Items from a labeling collection
━━━

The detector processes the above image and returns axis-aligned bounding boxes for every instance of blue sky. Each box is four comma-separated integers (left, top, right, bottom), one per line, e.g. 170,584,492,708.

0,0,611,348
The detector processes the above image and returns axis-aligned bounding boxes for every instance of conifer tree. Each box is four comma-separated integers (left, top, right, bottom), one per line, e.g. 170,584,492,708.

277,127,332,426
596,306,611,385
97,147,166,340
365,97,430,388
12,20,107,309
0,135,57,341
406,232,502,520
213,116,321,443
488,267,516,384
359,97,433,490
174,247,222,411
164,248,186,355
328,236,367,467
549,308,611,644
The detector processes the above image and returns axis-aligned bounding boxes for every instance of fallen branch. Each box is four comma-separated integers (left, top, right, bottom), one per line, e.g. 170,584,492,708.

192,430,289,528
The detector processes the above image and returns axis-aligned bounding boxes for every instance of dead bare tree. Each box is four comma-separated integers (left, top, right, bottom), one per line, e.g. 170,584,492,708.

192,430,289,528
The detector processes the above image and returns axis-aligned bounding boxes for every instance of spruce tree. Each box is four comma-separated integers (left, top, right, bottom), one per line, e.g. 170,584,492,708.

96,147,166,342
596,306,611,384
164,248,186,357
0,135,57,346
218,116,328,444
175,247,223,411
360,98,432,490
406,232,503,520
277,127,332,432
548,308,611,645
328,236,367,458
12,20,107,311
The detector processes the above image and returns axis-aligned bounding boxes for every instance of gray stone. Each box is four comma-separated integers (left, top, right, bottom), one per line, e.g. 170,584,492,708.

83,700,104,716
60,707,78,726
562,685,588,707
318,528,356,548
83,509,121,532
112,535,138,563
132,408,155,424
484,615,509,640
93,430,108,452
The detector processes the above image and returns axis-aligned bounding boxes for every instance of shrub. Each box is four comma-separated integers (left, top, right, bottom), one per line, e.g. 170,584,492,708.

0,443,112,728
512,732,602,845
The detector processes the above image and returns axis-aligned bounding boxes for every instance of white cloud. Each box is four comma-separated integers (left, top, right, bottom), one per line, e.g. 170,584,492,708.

━━━

Set down every line of the listing above again, exactly as given.

The detector processes the above image and returns axis-aligned bounding boxes for every instance of blue sky. Each box is four comma-separated integers (left, top, right, bottom), one per line, e.g. 170,584,492,708.

0,0,611,348
The detector processes the above image and returns axis-aligned bounding boxes for every instance of conifer tree. Each box is four comma-separated integers (left, top, right, bottom), one per line, e.g. 170,584,492,708.

277,127,332,426
596,306,611,385
97,147,166,340
365,97,430,388
12,20,107,309
0,135,57,341
406,232,502,520
213,116,321,443
488,267,516,384
359,97,433,490
174,247,222,411
164,248,186,355
328,236,367,467
549,308,611,644
The detector processes the above image and returns axis-aligned bounding boxes for every instance of fallen branch. Each box is four comma-separated integers (left, top, right, bottom), one per line, e.g. 170,584,492,708.

192,430,289,528
The detector processes the above image and returns axis-aligned bounding boxes for every instance of dead bare tree. Each box is four comma-separated integers (left, top, right, bottom), one per line, e.g. 170,584,492,708.

192,430,289,528
The detector processes the above image and returns axis-aligned bounding boxes for every instance of spruce tree. Each box is four comma-separated integers (left, top, right, bottom), one per line, e.g. 170,584,492,708.

96,147,166,342
596,306,611,384
164,248,186,357
0,135,57,346
218,116,328,444
175,247,223,411
360,98,432,490
406,232,503,520
277,127,332,432
548,308,611,645
328,236,367,458
12,20,107,311
The detector processes the above image and returns axis-aligned bounding boxes for every instance of gray stone. Each box is four comma-separated integers (left, top, right, bottom), one per line, e.g. 170,584,492,708.

83,700,104,716
60,707,78,726
562,685,588,707
318,528,356,548
83,509,121,532
112,535,138,563
132,408,155,424
484,615,509,640
93,430,108,452
The detector processes the above image and returns axis-aligned bounding boxes for every instance of shrub. Each box is four comma-separated integers (left, top, right, bottom), one per line, e.g. 170,584,492,708.

0,443,112,728
512,732,602,845
The detector processes the above image and returns axis-aligned bounding boxes for every instance of white cloud. Each box is four comma-separated integers (left, top, right, bottom), one per line, e.g. 170,584,492,708.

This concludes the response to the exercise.